■ The records ■
* * * *
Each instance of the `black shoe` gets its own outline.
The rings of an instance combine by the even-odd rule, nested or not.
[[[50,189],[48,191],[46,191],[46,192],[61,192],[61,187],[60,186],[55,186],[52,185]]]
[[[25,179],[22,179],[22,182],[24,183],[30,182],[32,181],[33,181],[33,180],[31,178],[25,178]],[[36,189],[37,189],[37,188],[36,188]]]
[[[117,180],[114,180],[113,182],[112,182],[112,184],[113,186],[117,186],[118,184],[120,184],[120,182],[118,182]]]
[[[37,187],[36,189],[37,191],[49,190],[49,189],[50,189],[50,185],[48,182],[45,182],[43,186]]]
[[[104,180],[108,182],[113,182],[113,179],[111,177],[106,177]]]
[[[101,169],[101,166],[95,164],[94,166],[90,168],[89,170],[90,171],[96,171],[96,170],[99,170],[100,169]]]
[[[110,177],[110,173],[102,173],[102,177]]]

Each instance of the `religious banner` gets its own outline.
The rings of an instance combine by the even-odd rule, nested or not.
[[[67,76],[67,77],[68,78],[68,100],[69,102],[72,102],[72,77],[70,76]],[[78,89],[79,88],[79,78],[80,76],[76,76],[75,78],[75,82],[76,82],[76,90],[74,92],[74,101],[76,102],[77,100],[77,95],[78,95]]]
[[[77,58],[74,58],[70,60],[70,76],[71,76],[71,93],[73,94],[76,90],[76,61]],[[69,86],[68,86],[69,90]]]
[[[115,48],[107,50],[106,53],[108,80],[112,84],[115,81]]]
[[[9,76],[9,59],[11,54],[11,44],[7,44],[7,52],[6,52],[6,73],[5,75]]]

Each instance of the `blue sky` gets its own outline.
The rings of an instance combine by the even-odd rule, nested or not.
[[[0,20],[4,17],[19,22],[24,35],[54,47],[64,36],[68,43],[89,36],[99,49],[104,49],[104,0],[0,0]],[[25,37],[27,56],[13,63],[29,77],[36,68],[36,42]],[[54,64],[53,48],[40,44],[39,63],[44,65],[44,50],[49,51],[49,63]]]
* * * *
■ Work instructions ■
Restate every line of the data word for word.

■ Exercise answer ■
Each instance of the `black shoe` gets its own outline.
The rings of an instance combine by the even-odd rule, nested or not.
[[[50,189],[48,191],[46,191],[46,192],[61,192],[61,187],[60,186],[55,186],[52,185]]]
[[[25,179],[22,179],[22,182],[24,183],[30,182],[32,181],[33,181],[33,180],[31,178],[25,178]],[[36,189],[37,189],[37,188],[36,188]]]
[[[117,180],[114,180],[113,182],[112,182],[112,184],[113,186],[117,186],[118,184],[120,184],[120,182],[118,182]]]
[[[37,187],[36,189],[37,191],[49,190],[49,189],[50,189],[50,185],[48,182],[45,182],[43,186]]]
[[[104,180],[108,182],[113,182],[113,179],[111,177],[106,177]]]
[[[101,169],[101,166],[95,164],[94,166],[90,168],[89,170],[90,171],[96,171],[96,170],[99,170],[100,169]]]
[[[110,177],[110,173],[102,173],[102,177]]]

Each instance of the `religious banner` gets its own outline.
The rings of an instance combine by the even-odd rule, nested or not.
[[[67,76],[67,77],[68,78],[68,100],[69,102],[72,102],[72,77],[70,76]],[[78,89],[79,88],[79,78],[80,76],[76,76],[75,78],[75,82],[76,82],[76,90],[74,92],[74,101],[76,102],[77,100],[77,95],[78,95]]]
[[[77,58],[74,58],[70,60],[70,76],[71,76],[71,93],[73,94],[76,90],[76,61]],[[69,86],[68,86],[69,90]]]
[[[115,48],[107,50],[106,53],[108,80],[112,84],[115,81]]]
[[[9,76],[9,59],[11,54],[11,44],[7,44],[7,52],[6,52],[6,73],[5,75]]]

Each instance of the `blue sky` gets its own outline.
The rings of an instance combine by the even-odd rule, nested or not.
[[[0,20],[4,17],[19,22],[24,35],[54,47],[64,36],[68,43],[89,36],[99,49],[104,49],[104,0],[0,0]],[[25,37],[27,56],[13,63],[29,77],[36,68],[36,42]],[[54,64],[53,48],[40,44],[39,63],[44,65],[44,50],[49,51],[49,63]]]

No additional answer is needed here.